- _Problem_
In the entries that follow, find the line containing "Crowdworker instructions — please locate every sunset"; from there, copy every line exactly through the line containing "Crowdworker instructions — please locate every pyramid staircase".

- _Data section_
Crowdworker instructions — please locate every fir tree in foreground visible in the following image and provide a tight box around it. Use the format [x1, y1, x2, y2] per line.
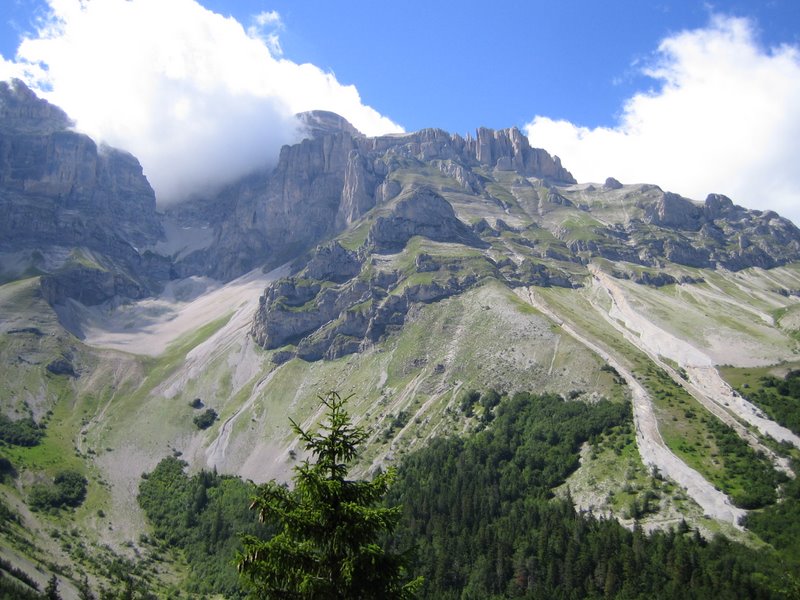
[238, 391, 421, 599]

---

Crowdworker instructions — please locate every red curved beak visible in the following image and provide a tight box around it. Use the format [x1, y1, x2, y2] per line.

...

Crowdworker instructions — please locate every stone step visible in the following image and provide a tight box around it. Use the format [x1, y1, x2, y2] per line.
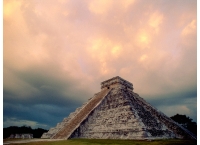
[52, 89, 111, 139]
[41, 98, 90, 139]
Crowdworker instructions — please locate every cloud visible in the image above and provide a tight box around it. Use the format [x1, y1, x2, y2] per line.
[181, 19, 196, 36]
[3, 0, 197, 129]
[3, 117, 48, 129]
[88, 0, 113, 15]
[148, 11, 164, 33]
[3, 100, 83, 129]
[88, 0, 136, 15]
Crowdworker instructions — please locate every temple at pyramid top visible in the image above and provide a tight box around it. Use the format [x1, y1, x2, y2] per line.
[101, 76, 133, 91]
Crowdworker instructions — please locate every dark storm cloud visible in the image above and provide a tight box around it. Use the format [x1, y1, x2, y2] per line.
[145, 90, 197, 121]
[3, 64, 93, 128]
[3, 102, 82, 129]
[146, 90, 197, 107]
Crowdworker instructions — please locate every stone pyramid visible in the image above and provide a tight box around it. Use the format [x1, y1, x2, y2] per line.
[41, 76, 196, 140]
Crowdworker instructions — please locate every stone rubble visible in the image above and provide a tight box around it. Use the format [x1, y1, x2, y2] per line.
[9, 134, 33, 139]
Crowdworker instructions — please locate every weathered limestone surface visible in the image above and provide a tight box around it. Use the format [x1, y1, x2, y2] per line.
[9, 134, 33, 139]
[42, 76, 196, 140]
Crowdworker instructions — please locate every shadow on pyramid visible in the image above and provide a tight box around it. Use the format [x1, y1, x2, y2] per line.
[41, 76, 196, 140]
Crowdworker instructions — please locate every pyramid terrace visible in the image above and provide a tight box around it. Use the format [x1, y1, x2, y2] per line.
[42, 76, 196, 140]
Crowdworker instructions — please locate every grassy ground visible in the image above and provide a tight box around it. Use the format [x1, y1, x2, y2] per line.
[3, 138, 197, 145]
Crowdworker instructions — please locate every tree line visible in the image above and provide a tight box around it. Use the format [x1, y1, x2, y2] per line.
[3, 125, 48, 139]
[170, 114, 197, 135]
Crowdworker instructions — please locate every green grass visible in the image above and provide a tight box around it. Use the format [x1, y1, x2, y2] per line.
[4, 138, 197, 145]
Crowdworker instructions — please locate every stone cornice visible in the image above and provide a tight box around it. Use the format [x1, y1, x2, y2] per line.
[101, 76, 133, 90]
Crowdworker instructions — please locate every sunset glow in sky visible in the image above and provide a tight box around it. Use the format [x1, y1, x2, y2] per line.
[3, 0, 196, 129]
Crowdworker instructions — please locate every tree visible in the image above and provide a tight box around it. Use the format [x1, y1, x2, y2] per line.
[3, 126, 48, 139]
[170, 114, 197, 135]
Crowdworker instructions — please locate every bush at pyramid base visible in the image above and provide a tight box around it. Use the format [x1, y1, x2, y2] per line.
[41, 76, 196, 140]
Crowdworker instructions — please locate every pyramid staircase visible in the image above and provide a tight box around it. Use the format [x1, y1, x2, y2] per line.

- _Solution to this task_
Crowdworker instructions — please locate every sunset glow in sky visible in the image above and provide a tight box around it. Use the format [x1, y1, x2, y2] per line.
[3, 0, 196, 129]
Crowdworker instructions — please locate every tree visible in the image above and provide a tight box around it. Use the format [x1, y1, x2, y2] per line.
[3, 126, 48, 139]
[170, 114, 197, 135]
Crowdworker instructions — please locate every bush at pyramid base visible in the image above and provide a tight box around it. Use the format [x1, y1, x2, y2] per line.
[41, 76, 196, 140]
Crowdworker instructions — please locate every pyramid staircase visible in the image above and provide a tight box around it. Use the format [x1, y1, x2, y2] per line.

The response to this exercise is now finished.